* [Selected excerpt]
BEGIN

Sophia Bullard, Crew Health Director at UK P&I Club

In collaboration with I.M.E.Q., Sophia Bullard, Crew Health Director at UK P&I Club, discusses the prevalence of stress and panic attacks for seafarers, and looks into how anxiety disorders can be alleviated:

“A life at sea entails dangers that are not present in many other occupations as seafarers work under threat of injury from accidents, piracy and illness, with high levels of exposure to such stressors known to induce panic attacks.

“Stressors in seafarers can be personal or directly connected to work conditions. Common occupational stressors for seafarers include overly strenuous or repetitive labour, the physical risks associated with a post, career prospects, employment and compensation and the separation from loved ones. Accidents that result in injury and pirate attacks can also be traumatising for the individual seafarer, intensifying anxiety and fear.

END

* [Data section]
BEGIN

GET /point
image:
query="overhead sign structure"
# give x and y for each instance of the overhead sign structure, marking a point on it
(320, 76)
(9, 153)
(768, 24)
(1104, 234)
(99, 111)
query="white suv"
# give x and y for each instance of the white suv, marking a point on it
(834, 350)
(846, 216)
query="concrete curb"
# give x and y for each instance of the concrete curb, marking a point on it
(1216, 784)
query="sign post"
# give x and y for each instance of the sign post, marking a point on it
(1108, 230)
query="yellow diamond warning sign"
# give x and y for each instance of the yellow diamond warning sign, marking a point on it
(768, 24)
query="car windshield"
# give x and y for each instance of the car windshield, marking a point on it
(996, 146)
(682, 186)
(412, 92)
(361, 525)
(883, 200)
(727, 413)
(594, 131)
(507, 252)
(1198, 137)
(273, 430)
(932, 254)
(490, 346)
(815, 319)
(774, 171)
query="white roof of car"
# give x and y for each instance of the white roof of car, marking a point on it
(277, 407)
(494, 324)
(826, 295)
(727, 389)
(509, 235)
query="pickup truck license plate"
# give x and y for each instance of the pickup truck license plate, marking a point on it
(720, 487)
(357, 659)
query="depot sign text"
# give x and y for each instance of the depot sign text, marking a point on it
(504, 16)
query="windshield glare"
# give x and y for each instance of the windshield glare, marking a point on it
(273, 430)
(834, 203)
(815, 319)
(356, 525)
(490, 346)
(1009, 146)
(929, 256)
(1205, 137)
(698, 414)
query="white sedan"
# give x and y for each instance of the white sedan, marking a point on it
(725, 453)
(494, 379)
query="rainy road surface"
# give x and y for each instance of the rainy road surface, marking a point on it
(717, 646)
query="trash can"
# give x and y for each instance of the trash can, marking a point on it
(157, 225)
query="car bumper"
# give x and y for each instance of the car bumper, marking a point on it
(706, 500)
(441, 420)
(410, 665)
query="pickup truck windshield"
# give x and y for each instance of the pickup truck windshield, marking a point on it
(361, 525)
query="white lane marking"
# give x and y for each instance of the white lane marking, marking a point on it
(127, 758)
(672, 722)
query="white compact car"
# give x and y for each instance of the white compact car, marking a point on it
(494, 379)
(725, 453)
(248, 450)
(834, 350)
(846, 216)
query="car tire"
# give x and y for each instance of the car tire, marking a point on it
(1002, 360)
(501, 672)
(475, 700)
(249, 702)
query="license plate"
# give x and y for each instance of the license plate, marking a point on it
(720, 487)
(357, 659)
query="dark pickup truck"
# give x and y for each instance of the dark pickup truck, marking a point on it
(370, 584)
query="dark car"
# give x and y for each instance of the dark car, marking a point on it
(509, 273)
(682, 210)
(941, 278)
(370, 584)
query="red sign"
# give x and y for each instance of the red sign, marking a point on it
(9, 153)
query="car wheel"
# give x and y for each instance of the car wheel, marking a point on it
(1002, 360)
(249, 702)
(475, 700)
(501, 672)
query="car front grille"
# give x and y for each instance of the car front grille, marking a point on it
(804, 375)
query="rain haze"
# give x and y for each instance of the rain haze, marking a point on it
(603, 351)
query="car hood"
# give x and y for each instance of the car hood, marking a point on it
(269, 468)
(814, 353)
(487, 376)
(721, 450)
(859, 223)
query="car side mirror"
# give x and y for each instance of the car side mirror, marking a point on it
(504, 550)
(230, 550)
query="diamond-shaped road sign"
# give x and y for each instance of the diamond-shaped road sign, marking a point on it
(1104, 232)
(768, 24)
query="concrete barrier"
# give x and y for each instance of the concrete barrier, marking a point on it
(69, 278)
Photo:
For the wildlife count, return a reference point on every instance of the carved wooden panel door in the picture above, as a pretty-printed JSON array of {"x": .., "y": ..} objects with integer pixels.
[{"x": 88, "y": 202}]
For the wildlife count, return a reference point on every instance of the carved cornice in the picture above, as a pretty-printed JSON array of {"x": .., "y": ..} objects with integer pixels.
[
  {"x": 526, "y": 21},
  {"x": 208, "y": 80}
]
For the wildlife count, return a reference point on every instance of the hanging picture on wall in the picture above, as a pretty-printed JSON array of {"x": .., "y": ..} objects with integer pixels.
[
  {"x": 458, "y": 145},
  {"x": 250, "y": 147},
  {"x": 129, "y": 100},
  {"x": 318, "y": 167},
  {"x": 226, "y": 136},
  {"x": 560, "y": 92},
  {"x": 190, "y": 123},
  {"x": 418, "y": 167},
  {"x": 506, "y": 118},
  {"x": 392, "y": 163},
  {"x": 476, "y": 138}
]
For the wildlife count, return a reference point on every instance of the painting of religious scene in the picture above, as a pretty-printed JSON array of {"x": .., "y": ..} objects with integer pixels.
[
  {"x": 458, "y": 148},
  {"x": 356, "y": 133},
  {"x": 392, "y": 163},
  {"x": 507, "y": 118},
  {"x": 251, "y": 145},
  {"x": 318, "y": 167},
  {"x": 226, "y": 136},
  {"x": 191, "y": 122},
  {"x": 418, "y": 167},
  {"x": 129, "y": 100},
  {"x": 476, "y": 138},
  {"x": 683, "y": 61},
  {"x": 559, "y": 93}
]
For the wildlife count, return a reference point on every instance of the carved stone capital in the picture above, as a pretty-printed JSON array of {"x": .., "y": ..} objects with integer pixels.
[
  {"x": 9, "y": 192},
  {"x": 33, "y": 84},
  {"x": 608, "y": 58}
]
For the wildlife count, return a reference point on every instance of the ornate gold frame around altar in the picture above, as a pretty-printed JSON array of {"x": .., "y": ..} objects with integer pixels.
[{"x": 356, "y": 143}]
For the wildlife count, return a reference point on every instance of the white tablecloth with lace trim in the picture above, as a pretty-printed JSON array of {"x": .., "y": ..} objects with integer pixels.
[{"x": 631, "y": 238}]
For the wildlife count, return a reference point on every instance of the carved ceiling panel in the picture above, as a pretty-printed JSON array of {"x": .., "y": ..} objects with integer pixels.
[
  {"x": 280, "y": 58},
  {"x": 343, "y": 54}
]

END

* [Work task 1]
In the excerpt on seafarer stress, which organization is Sophia Bullard working with on this discussion?
* [Work task 2]
Write the next part of the excerpt on seafarer stress, picking up after its final sentence.
The entries aren't needed for what follows.

* [Written reply 1]
I.M.E.Q.

* [Written reply 2]
“A panic attack is a sudden surge of intense fear and discomfort that peaks within minutes and involves combinations of the following symptoms:

  • Palpitations, pounding heart, or accelerated heart rate
  • Sweating, trembling or shaking
  • Shortness of breath or feelings of choking or being smothered
  • Chest pain or discomfort
  • Nausea or abdominal distress
  • Fear of losing control
  • Fear of dying

“For an individual to be diagnosed with Panic Disorder, there has to be a recurrence of unexpected panic attacks, with at least one panic attack being accompanied by intense concern and worry about experiencing another panic attack. Panic Disorder most commonly occurs between the ages 20 to 45 and can become chronic if left untreated, with seafarers particularly susceptible given the nature of their work.

“Panic Disorder is treated through therapy and medication. Pharmaceutical therapies for panic attacks focus on immediate relief and prevention. The most effective treatment for anxiety disorders is Cognitive Behavioural Therapy (CBT), which involves identifying, challenging and replacing negative thoughts with realistic ones, recognising symptoms, learning coping skills and confronting fears. CBT can teach individuals to deal with their panic attacks by helping them recognise what is happening to them and desensitising them from anxiety. Panic attacks can be prevented by seafarers onboard using relaxation techniques, practicing mindfulness, meditation, exercising and sleeping, as well as eating well and avoiding stimulants such as nicotine and caffeine.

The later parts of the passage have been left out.